[Activity]: Below is a set of records; reproduce them exactly without their pictures.

[Dataset excerpts]:
-- Opening Marker --

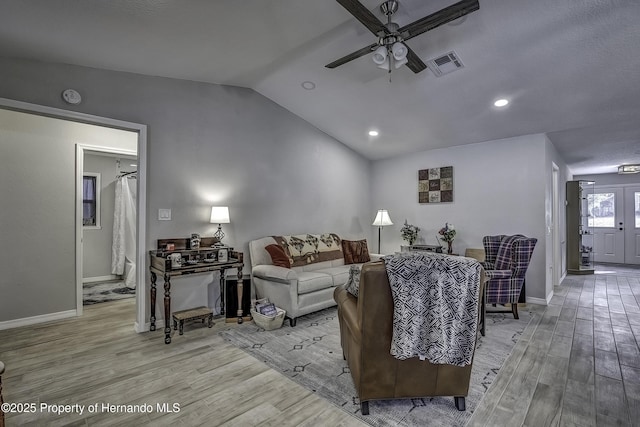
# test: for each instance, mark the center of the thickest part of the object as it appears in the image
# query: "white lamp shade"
(399, 51)
(380, 55)
(399, 63)
(382, 218)
(385, 64)
(219, 215)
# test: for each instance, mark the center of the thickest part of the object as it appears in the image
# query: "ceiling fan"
(391, 46)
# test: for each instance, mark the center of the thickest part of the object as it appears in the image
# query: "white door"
(631, 224)
(606, 219)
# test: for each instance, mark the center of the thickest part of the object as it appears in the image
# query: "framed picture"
(223, 255)
(435, 185)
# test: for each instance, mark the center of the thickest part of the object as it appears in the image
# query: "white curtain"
(123, 251)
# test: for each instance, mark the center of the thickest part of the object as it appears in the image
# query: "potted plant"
(448, 233)
(409, 232)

-- Closing Marker --

[Finished task]:
# test: for each instance, mark the center of the thickest part of the object as it appears in the image
# query: "white lamp shade"
(399, 51)
(380, 55)
(399, 63)
(382, 218)
(385, 64)
(219, 215)
# test: for each instance, mark the center of the thickest part of the object as it appears in the image
# query: "ceiling fan"
(391, 46)
# test: for each instance, mark the center of the thickest part of the object as it appears in the image
# query: "white door"
(631, 224)
(606, 219)
# test: for each instance, mark the center of the thickest part of the object as it appears in the image
# query: "framed picture"
(223, 255)
(435, 185)
# test: for each instance, mark the center of the thickest part of the object as it appears in the image
# query: "white curtain"
(123, 251)
# test: for each instance, mark the center of the thickest part of the object as it appears in the image
# query: "potted plant"
(448, 233)
(409, 232)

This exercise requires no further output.